(Collection entries)
>>>>>
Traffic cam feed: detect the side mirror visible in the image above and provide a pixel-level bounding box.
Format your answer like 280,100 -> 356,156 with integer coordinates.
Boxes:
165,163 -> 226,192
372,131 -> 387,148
<<<<<
Your task is to copy all of the entries exactly.

(TASK ANSWER)
Traffic cam feed: detect the side mirror visible in the image above and provide a pixel-level bounding box.
Format your answer like 280,100 -> 356,156 with integer coordinates.
Boxes:
165,163 -> 226,192
372,131 -> 387,148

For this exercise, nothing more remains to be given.